[Position annotation records]
►

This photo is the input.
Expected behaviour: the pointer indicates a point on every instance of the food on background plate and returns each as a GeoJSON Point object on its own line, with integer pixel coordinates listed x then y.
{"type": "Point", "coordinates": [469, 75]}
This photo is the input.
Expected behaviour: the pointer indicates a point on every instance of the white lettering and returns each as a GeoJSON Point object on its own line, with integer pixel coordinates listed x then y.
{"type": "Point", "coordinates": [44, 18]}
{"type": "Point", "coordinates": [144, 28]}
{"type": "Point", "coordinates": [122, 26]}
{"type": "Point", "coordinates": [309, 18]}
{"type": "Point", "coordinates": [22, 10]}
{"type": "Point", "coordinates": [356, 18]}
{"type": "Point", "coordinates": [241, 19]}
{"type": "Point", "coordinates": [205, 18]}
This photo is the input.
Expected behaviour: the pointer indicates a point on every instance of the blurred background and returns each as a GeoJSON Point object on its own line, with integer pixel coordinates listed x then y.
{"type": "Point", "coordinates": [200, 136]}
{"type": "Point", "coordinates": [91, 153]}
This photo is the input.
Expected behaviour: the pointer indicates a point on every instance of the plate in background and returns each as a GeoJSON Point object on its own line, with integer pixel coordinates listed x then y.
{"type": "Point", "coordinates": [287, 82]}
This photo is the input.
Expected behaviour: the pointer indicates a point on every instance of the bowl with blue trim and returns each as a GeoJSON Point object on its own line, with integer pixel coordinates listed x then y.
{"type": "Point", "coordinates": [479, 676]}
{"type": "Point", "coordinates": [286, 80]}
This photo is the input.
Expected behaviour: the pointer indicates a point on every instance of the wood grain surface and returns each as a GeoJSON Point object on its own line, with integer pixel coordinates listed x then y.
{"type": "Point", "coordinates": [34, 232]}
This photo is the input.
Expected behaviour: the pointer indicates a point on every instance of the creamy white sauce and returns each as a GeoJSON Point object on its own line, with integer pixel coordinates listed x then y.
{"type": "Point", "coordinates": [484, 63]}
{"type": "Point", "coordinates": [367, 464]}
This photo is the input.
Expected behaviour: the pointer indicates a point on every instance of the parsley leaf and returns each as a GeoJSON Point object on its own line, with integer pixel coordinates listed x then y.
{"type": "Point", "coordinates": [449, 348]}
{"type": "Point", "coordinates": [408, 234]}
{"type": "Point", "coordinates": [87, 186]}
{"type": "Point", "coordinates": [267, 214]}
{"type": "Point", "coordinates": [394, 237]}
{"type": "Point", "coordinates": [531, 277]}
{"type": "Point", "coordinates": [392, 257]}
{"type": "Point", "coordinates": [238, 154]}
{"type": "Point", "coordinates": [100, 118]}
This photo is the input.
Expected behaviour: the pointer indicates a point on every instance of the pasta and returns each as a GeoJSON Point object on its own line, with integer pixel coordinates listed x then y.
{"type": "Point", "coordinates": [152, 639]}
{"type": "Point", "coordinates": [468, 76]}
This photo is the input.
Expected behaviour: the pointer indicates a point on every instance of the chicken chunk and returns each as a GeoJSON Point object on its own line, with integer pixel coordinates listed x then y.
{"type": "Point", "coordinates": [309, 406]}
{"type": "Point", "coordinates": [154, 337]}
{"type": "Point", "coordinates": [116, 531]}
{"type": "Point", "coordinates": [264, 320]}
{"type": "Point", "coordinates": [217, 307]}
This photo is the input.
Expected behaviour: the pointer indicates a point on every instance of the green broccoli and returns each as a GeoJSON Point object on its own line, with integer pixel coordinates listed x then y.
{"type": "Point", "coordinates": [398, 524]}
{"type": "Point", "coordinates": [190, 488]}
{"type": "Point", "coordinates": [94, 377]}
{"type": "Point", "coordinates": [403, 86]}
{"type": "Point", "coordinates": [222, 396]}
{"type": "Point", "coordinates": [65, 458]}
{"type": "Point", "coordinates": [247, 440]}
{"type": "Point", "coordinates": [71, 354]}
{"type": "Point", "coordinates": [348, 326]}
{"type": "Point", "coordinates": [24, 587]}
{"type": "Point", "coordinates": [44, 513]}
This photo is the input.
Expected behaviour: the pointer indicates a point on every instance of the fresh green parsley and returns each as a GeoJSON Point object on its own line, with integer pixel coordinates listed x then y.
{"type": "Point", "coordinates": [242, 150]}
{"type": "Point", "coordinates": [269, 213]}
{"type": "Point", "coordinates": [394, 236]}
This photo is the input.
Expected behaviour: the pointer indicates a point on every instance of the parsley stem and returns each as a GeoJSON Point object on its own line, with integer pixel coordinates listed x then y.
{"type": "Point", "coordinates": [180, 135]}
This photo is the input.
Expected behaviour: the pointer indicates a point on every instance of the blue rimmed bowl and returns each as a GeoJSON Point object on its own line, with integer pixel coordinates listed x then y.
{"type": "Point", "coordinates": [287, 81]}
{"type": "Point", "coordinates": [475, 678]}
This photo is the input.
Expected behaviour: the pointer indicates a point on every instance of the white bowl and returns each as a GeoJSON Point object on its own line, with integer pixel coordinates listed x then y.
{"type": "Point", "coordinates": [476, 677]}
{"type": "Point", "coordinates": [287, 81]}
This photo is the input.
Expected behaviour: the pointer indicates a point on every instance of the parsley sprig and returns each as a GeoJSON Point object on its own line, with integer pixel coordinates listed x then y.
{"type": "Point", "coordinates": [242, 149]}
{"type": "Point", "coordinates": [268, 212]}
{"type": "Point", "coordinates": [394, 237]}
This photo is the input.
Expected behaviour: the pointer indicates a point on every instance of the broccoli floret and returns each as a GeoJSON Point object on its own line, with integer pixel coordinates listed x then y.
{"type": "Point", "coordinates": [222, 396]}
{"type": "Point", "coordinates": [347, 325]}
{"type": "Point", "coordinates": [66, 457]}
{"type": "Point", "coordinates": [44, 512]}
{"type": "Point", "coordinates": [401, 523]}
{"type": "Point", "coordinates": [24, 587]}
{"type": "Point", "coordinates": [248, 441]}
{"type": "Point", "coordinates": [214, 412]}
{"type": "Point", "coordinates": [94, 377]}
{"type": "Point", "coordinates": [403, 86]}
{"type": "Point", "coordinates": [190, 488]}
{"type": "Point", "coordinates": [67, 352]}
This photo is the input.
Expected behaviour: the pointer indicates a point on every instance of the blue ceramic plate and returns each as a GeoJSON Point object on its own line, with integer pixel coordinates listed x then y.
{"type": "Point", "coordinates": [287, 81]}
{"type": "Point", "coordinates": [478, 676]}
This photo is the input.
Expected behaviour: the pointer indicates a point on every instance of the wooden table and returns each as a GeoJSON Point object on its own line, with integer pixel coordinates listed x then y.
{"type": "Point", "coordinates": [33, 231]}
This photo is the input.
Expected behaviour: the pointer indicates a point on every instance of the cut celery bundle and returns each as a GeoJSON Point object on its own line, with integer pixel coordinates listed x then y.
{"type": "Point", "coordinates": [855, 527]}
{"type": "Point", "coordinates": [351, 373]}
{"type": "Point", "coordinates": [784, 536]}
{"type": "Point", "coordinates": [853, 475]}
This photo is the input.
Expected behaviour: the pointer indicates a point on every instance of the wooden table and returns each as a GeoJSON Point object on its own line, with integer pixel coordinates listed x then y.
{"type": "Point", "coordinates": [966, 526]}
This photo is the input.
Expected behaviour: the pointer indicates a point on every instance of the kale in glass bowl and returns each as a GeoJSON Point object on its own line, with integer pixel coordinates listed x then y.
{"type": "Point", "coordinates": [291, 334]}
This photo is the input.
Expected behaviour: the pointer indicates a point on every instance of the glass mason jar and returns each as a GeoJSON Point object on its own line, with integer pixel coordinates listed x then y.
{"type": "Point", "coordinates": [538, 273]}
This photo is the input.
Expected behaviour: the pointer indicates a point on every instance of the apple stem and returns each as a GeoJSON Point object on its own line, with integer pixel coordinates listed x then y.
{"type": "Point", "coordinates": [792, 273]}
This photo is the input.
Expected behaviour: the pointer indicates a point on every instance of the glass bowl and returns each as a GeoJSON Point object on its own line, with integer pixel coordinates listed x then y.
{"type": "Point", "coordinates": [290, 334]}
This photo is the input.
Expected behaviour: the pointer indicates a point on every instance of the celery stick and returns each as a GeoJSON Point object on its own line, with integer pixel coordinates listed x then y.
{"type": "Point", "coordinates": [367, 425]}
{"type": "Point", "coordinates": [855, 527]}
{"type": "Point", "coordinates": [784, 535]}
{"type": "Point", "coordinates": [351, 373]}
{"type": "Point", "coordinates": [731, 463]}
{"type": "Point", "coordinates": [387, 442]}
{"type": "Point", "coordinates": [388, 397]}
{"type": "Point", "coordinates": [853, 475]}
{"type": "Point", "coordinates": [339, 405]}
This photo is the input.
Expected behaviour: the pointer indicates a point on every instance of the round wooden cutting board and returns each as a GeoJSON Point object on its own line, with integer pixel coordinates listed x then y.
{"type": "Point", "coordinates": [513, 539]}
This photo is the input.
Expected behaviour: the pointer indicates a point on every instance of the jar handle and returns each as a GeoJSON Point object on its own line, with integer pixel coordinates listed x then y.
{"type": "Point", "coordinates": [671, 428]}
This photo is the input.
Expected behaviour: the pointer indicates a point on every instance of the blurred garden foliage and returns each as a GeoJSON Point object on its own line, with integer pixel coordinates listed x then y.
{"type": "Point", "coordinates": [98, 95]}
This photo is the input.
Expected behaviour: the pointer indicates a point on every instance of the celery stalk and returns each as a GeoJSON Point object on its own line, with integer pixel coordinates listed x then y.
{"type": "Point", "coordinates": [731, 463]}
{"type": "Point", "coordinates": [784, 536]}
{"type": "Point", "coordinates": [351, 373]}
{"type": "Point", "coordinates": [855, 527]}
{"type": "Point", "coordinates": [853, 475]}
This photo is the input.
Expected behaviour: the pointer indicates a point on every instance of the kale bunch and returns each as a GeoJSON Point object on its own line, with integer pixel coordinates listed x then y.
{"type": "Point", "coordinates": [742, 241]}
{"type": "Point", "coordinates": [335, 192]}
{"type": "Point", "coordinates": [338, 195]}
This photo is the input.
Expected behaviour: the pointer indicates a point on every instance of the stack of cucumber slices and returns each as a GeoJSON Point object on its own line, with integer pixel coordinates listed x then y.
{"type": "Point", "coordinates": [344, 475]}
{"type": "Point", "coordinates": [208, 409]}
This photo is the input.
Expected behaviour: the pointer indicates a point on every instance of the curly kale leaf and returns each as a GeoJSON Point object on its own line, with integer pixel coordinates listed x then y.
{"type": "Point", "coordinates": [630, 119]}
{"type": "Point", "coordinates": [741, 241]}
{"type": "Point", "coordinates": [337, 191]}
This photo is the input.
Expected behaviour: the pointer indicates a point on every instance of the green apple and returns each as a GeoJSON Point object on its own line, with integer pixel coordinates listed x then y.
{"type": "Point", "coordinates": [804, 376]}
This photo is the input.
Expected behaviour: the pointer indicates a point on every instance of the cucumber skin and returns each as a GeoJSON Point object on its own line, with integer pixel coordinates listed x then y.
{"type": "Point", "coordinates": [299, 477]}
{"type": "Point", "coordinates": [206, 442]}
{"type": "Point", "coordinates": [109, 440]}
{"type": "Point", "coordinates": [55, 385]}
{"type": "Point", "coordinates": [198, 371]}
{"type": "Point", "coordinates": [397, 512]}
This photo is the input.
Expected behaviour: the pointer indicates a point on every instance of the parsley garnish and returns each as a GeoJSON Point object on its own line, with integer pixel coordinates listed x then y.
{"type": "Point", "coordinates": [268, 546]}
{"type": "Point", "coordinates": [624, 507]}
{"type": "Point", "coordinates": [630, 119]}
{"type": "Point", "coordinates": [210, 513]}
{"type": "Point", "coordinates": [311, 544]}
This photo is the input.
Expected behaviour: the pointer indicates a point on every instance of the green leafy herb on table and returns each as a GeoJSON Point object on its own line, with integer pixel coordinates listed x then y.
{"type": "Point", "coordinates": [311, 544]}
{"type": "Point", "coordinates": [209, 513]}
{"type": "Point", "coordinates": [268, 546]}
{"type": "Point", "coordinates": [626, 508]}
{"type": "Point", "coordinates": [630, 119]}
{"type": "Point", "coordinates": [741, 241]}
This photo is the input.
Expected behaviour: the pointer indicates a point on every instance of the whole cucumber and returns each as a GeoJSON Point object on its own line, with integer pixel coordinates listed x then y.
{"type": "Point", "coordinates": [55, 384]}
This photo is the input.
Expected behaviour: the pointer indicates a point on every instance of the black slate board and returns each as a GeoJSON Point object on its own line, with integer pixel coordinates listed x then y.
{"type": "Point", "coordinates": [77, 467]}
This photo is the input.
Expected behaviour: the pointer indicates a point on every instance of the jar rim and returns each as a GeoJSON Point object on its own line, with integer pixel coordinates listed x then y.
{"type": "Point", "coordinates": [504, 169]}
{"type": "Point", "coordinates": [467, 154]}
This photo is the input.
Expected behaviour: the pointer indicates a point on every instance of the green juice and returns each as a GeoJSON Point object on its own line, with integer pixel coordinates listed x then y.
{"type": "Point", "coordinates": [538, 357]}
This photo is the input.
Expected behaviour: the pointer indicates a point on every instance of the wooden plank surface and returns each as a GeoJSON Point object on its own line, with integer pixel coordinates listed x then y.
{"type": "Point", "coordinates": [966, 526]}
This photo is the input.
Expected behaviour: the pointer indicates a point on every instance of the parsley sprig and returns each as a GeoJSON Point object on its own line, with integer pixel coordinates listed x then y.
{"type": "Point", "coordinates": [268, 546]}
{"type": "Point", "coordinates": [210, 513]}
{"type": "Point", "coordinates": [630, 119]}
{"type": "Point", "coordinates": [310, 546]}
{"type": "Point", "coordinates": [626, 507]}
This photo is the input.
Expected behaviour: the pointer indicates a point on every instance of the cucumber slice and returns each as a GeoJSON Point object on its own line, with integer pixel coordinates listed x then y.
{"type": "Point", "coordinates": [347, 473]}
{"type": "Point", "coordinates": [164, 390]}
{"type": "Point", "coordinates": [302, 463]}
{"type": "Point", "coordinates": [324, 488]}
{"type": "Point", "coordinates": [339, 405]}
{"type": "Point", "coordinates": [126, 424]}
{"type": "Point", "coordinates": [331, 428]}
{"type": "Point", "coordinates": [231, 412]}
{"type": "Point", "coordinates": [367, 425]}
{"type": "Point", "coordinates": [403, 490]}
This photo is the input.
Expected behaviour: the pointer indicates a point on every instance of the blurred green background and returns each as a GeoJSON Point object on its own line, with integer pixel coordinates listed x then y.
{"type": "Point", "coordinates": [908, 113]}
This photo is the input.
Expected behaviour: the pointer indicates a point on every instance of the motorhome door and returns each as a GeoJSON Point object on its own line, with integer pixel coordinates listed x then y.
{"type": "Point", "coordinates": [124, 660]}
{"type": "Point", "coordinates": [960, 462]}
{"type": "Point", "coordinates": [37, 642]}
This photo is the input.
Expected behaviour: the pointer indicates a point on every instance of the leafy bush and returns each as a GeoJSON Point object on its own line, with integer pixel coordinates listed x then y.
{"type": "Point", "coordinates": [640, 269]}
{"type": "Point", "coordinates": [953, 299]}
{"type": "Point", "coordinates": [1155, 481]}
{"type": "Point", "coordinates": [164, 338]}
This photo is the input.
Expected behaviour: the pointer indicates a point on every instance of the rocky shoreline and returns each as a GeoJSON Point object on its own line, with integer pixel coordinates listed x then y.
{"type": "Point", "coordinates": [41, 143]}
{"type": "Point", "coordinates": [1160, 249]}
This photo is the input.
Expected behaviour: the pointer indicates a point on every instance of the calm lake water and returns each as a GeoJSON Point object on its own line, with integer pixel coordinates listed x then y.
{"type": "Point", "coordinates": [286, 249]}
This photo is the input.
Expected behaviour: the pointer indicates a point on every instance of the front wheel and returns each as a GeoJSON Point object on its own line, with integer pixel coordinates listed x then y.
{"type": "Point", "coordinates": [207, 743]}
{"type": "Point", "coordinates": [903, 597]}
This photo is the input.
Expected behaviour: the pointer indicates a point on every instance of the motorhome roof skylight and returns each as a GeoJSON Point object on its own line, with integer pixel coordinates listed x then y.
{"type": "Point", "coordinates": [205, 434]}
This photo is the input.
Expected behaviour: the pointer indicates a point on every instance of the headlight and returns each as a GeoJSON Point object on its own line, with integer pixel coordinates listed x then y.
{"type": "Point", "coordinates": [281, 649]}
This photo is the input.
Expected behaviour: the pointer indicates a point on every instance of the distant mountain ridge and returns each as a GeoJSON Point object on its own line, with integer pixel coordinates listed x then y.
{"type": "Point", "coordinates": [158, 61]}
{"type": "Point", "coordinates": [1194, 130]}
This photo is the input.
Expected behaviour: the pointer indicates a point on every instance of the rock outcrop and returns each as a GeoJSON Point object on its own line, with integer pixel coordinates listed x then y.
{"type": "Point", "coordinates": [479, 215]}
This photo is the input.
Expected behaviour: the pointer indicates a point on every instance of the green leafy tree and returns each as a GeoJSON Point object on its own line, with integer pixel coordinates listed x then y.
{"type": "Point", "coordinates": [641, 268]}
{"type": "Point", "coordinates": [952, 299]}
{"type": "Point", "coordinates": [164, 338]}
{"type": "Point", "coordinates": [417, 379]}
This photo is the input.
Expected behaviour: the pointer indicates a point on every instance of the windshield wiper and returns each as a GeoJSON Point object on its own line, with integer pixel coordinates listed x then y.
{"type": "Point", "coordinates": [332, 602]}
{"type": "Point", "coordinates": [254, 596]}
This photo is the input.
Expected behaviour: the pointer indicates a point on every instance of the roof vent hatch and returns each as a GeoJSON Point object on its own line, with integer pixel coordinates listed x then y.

◄

▸ **STATED EXERCISE**
Pick out every line in the entries above that contains the word "leafy", and copy each of those lines in full.

▸ **RESPONSE BELOW**
Expected behaviour: the pointer indicates a point on every instance of the green leafy herb on table and returns each as a GeoJSON Point object on its own line, with integer pixel coordinates listed x then y.
Expected behaviour: the pointer indicates a point on every instance of the leafy bush and returns each as a GeoJSON Point object on its own line, with integer pixel coordinates listed x then y.
Expected behaviour: the pointer indicates a point on every instance of the green leafy tree and returns each as a GeoJSON Point object on its own line, with integer pixel coordinates listed x then y.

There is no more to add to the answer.